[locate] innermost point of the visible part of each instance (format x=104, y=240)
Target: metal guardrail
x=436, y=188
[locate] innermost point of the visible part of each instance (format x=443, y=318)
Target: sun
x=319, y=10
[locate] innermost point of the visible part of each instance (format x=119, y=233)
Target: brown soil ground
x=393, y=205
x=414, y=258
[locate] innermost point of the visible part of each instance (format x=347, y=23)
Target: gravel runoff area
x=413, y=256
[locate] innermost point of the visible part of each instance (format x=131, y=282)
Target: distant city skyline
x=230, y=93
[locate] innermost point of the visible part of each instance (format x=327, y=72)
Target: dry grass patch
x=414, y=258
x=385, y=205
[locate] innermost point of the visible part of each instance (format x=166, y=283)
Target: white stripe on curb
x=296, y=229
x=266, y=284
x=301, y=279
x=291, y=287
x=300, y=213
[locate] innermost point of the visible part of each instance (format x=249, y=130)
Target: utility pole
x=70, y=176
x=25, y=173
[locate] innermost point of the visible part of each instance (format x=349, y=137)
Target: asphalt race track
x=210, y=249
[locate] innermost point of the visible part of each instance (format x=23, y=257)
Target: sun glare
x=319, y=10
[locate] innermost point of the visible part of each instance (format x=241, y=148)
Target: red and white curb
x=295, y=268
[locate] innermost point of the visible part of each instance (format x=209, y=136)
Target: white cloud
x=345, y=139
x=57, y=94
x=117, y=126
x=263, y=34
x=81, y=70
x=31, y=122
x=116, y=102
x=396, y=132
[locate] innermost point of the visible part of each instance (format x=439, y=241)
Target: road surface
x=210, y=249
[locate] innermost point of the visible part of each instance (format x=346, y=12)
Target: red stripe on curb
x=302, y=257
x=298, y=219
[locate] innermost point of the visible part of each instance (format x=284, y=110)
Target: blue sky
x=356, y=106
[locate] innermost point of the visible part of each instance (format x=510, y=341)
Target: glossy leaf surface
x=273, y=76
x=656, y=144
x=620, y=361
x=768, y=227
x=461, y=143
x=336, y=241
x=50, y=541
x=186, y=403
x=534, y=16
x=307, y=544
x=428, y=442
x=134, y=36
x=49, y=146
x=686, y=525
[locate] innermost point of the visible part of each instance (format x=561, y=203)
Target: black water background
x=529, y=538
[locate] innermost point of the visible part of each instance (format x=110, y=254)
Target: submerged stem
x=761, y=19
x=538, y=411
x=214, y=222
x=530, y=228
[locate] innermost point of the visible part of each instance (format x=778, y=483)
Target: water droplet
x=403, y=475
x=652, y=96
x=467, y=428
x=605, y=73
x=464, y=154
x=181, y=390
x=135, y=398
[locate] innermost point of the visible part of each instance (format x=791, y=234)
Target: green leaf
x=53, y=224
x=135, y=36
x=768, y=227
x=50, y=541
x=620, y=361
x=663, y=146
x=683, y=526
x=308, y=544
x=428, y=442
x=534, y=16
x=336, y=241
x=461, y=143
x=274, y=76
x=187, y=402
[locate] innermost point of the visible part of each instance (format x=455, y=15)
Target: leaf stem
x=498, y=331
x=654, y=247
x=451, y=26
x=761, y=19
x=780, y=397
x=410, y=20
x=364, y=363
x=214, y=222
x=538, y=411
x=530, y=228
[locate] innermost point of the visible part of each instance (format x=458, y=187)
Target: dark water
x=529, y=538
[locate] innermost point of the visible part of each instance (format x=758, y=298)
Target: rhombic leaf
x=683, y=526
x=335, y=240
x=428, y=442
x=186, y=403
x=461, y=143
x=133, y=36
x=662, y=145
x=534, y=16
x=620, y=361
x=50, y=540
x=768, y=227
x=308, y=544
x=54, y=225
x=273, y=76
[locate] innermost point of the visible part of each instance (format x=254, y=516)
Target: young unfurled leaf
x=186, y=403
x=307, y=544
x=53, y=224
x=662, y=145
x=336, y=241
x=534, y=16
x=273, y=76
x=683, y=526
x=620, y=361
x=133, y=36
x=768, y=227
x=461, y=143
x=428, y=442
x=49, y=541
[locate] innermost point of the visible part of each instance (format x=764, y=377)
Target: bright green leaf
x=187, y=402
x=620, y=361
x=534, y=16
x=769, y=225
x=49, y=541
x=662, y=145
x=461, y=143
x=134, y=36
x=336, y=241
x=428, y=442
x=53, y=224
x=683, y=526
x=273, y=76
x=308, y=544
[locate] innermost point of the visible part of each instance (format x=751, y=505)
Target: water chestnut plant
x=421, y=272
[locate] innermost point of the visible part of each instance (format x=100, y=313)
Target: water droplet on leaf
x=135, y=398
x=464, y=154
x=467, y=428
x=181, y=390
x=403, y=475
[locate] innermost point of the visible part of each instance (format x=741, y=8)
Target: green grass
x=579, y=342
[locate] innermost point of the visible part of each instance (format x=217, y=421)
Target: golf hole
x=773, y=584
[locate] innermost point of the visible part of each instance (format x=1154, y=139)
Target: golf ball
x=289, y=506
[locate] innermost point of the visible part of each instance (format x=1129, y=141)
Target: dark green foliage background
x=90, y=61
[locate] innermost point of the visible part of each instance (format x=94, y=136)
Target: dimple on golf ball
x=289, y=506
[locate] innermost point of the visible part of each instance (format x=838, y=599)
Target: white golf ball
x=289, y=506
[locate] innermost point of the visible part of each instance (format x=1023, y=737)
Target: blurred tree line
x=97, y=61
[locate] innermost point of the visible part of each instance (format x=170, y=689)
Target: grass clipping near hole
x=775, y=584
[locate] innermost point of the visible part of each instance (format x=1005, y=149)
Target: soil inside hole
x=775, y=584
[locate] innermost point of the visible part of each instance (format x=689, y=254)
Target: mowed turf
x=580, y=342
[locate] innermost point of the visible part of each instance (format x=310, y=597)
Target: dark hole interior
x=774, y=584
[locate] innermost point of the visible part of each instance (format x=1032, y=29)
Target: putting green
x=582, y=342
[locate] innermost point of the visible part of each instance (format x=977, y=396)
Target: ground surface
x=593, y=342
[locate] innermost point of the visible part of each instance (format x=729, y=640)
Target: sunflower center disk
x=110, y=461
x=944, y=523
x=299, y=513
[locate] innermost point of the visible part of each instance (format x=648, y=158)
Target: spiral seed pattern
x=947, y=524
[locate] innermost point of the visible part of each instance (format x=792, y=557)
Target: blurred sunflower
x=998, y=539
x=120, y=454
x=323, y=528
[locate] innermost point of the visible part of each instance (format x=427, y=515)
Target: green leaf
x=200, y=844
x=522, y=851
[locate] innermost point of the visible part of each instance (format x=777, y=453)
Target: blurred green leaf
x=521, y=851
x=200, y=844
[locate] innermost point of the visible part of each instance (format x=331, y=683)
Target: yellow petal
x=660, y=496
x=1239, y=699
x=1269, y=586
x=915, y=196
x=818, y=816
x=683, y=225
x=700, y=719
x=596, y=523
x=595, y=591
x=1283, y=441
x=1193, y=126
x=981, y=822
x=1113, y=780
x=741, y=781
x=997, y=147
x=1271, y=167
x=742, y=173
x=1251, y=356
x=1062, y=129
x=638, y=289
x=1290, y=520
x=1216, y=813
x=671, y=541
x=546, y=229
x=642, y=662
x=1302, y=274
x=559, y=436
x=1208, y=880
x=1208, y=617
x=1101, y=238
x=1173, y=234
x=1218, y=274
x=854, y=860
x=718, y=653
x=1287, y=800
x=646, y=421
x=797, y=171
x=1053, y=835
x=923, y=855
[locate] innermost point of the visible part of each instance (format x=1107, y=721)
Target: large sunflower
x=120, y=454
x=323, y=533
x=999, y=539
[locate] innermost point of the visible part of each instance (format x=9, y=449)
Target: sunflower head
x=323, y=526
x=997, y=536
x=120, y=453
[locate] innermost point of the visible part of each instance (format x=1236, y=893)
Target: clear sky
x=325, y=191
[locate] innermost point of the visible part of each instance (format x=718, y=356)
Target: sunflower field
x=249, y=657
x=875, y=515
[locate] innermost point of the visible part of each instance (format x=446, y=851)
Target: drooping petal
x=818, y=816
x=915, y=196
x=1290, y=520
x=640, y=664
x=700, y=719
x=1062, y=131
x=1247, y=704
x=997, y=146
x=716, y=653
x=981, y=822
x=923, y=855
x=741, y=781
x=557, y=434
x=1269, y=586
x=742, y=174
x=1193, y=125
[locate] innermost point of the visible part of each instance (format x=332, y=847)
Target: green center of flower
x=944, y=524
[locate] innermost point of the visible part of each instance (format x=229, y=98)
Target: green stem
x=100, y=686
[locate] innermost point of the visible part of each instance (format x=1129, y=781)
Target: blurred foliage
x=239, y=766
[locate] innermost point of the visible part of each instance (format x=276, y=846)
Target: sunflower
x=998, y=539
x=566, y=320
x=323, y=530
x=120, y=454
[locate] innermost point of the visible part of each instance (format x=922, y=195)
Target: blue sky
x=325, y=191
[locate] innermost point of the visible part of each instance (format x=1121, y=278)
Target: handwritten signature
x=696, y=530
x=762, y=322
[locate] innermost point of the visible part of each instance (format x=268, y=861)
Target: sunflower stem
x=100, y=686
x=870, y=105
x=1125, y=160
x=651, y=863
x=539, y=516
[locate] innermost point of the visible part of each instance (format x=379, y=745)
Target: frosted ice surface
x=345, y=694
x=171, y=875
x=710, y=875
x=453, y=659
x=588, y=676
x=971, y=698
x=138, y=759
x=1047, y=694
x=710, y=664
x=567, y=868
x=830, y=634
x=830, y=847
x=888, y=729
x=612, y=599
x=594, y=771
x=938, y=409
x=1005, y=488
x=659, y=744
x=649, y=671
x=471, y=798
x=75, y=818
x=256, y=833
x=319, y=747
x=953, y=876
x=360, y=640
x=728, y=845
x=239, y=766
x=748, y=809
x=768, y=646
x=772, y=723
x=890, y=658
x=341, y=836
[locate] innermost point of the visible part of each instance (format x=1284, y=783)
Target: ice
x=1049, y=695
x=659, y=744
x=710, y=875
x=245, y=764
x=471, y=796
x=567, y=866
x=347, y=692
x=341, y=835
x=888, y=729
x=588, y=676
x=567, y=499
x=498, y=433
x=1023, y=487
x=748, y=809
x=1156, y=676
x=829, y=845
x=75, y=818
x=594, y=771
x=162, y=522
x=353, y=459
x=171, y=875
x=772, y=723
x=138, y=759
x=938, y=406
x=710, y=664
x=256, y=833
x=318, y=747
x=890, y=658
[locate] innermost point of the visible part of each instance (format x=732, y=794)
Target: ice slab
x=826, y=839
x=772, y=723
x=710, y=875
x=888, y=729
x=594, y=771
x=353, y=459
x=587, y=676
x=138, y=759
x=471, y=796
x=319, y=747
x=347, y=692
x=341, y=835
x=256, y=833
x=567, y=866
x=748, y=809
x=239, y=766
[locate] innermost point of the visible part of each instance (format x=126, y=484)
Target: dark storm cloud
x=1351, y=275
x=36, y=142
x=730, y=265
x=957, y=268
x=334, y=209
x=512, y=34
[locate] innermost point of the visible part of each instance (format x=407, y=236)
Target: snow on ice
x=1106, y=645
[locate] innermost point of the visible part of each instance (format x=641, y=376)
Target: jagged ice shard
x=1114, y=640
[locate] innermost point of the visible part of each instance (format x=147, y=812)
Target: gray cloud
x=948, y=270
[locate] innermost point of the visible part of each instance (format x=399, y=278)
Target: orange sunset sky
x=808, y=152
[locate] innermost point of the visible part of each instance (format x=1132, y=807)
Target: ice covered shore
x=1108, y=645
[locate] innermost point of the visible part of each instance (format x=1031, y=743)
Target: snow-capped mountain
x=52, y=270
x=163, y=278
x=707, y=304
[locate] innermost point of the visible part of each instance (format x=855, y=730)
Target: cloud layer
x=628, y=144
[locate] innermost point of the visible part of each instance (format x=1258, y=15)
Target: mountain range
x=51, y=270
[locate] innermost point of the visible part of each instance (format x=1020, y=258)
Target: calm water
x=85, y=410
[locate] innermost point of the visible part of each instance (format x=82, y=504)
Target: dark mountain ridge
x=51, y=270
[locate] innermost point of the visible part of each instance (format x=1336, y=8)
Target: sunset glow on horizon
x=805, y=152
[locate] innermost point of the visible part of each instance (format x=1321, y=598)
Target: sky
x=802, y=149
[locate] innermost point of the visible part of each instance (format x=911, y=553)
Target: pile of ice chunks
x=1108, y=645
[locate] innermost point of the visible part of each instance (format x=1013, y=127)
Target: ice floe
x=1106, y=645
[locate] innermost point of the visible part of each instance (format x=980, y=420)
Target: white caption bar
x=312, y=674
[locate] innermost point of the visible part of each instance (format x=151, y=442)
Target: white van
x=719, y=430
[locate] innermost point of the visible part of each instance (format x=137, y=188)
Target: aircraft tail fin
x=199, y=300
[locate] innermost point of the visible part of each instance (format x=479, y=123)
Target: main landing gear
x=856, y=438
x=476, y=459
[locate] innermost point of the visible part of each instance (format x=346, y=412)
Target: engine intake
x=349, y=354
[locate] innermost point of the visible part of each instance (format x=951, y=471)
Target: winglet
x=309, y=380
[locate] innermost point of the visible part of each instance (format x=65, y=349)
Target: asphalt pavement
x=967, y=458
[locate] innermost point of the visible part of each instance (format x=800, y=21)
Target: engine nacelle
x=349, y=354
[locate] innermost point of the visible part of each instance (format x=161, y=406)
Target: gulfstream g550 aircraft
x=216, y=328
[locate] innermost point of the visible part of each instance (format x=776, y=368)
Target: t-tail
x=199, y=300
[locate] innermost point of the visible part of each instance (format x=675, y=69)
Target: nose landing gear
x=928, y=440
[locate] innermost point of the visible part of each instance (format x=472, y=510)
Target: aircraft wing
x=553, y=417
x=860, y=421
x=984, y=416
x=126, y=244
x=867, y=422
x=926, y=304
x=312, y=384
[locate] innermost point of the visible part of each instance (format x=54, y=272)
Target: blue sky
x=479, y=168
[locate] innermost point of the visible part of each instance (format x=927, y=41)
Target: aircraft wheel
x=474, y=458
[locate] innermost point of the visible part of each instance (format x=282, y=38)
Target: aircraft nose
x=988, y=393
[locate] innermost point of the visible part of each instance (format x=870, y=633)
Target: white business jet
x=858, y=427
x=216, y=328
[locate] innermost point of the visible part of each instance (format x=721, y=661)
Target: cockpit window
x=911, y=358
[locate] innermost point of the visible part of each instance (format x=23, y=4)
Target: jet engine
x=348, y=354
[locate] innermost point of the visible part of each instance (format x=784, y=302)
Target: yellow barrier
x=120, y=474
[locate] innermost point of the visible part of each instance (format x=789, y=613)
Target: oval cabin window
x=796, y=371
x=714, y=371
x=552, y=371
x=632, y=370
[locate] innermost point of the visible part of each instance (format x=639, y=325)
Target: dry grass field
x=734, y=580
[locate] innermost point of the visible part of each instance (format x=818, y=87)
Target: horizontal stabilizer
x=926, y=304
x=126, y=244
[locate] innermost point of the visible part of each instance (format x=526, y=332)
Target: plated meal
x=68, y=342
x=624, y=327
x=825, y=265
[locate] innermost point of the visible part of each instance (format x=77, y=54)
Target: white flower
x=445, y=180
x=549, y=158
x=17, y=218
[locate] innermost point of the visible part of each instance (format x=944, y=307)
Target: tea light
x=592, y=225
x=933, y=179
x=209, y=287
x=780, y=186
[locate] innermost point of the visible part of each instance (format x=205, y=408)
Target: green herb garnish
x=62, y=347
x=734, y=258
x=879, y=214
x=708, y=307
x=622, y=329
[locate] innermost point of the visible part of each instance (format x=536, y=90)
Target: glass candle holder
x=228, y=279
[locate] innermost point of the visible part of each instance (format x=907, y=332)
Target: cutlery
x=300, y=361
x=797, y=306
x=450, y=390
= = =
Copy, exactly and only, the lines above that begin with the one containing "(format x=977, y=396)" and finish with the one containing "(format x=331, y=683)".

◆ EXERCISE SOLUTION ◆
[locate] innermost point of the visible part of each instance (format x=977, y=396)
Target: ground surface
x=593, y=342
[locate] innermost point of the visible part of each instance (format x=729, y=640)
Target: sunflower center disk
x=110, y=461
x=944, y=523
x=299, y=513
[locate] innermost point of the visible part of each instance (format x=648, y=158)
Target: spiral seed pattern
x=947, y=524
[locate] innermost point of the visible part of each instance (format x=792, y=557)
Target: blurred sunflower
x=998, y=539
x=120, y=454
x=323, y=528
[locate] innermost point of the visible part of each instance (format x=427, y=515)
Target: green leaf
x=200, y=844
x=522, y=851
[locate] innermost point of the visible part of each instance (format x=777, y=453)
Target: blurred green leaf
x=521, y=851
x=200, y=844
[locate] innermost point of the visible part of each instance (format x=331, y=683)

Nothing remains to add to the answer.